Requirement: Convert the data below into a two-column CSV with the headers "instruction" and "paths". Give one row per item, putting its text in one quoted field and its answer in another, with line breaks replaced by spaces. Leave out the pictures.

Data records:
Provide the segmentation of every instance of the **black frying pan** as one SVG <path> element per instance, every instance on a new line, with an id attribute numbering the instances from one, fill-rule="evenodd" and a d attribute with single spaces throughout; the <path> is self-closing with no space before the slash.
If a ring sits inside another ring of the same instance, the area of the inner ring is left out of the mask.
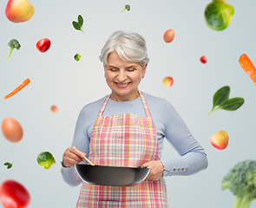
<path id="1" fill-rule="evenodd" d="M 88 184 L 110 186 L 135 186 L 148 175 L 150 168 L 90 166 L 75 164 L 80 178 Z"/>

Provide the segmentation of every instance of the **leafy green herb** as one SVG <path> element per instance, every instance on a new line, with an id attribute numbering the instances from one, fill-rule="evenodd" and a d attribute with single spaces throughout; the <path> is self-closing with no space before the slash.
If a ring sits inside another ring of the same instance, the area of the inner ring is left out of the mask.
<path id="1" fill-rule="evenodd" d="M 20 49 L 20 48 L 22 47 L 21 44 L 19 43 L 19 42 L 16 39 L 11 39 L 9 42 L 8 42 L 8 46 L 10 46 L 10 52 L 9 55 L 7 55 L 7 57 L 4 59 L 4 61 L 8 60 L 13 51 L 14 49 L 16 49 L 17 50 Z"/>
<path id="2" fill-rule="evenodd" d="M 131 10 L 130 5 L 126 4 L 126 5 L 124 6 L 124 9 L 123 9 L 122 10 L 119 11 L 119 12 L 122 12 L 122 11 L 124 11 L 125 10 L 127 10 L 128 11 L 129 11 L 129 10 Z"/>
<path id="3" fill-rule="evenodd" d="M 81 55 L 79 54 L 76 54 L 76 55 L 75 55 L 74 58 L 75 58 L 75 61 L 78 62 L 80 60 L 80 58 L 81 58 Z"/>
<path id="4" fill-rule="evenodd" d="M 244 104 L 245 100 L 243 98 L 235 97 L 235 98 L 228 99 L 229 92 L 230 92 L 230 88 L 228 86 L 224 86 L 214 94 L 213 108 L 208 114 L 211 114 L 213 112 L 218 109 L 234 111 L 240 108 Z"/>
<path id="5" fill-rule="evenodd" d="M 4 163 L 3 165 L 7 166 L 7 169 L 10 169 L 10 168 L 12 167 L 12 164 L 13 164 L 13 163 L 6 162 L 6 163 Z"/>
<path id="6" fill-rule="evenodd" d="M 83 32 L 82 30 L 82 24 L 83 24 L 83 18 L 81 15 L 78 16 L 77 17 L 78 22 L 73 21 L 73 27 L 76 29 L 76 30 L 81 30 L 82 32 Z M 84 32 L 83 32 L 84 33 Z"/>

The completed task:
instruction,paths
"Provide the segmentation of every instance of the **black frying pan** as one SVG <path> element per instance, every instance on a new line, with an id attribute numbering the instances from one, fill-rule=""evenodd"" and a d attribute with single spaces throughout; the <path> is self-closing with no space before the slash. If a ring sits inside another ring of the same instance, the area of the inner ring is left out of the mask.","<path id=""1"" fill-rule=""evenodd"" d=""M 88 184 L 110 186 L 135 186 L 148 175 L 150 168 L 90 166 L 75 164 L 80 178 Z""/>"
"Provide the segmentation of every instance of the **leafy green herb** as one SVG <path> element per instance, every instance on a new line, with an id attribute numbering the instances from one, fill-rule=""evenodd"" and a d attribute with single spaces throughout; the <path> is self-closing with no space before the slash. If a ring sits inside another ring of the same instance, the area of the inner ring is left out of the mask.","<path id=""1"" fill-rule=""evenodd"" d=""M 20 49 L 20 48 L 22 47 L 21 44 L 19 43 L 19 42 L 16 39 L 11 39 L 9 42 L 8 42 L 8 46 L 10 46 L 10 52 L 9 55 L 7 55 L 7 57 L 4 59 L 4 61 L 8 60 L 13 51 L 14 49 L 16 49 L 17 50 Z""/> <path id=""2"" fill-rule=""evenodd"" d=""M 131 10 L 130 5 L 126 4 L 126 5 L 124 6 L 124 9 L 123 9 L 122 10 L 119 11 L 119 12 L 122 12 L 122 11 L 124 11 L 125 10 L 127 10 L 128 11 L 129 11 L 129 10 Z""/> <path id=""3"" fill-rule=""evenodd"" d=""M 81 55 L 79 54 L 76 54 L 76 55 L 75 55 L 74 58 L 75 58 L 75 61 L 78 62 L 80 60 L 80 58 L 81 58 Z""/> <path id=""4"" fill-rule=""evenodd"" d=""M 244 104 L 245 100 L 243 98 L 235 97 L 235 98 L 228 99 L 229 92 L 230 92 L 230 88 L 228 86 L 224 86 L 214 94 L 213 108 L 208 114 L 211 114 L 213 112 L 218 109 L 234 111 L 240 108 Z""/> <path id=""5"" fill-rule=""evenodd"" d=""M 4 163 L 3 165 L 7 166 L 7 169 L 10 169 L 10 168 L 12 167 L 12 164 L 13 164 L 13 163 L 6 162 L 6 163 Z""/> <path id=""6"" fill-rule=""evenodd"" d=""M 83 32 L 82 30 L 82 24 L 83 24 L 83 18 L 81 15 L 78 16 L 77 17 L 78 22 L 73 21 L 73 27 L 76 29 L 76 30 L 81 30 L 82 32 Z M 84 32 L 83 32 L 84 33 Z""/>"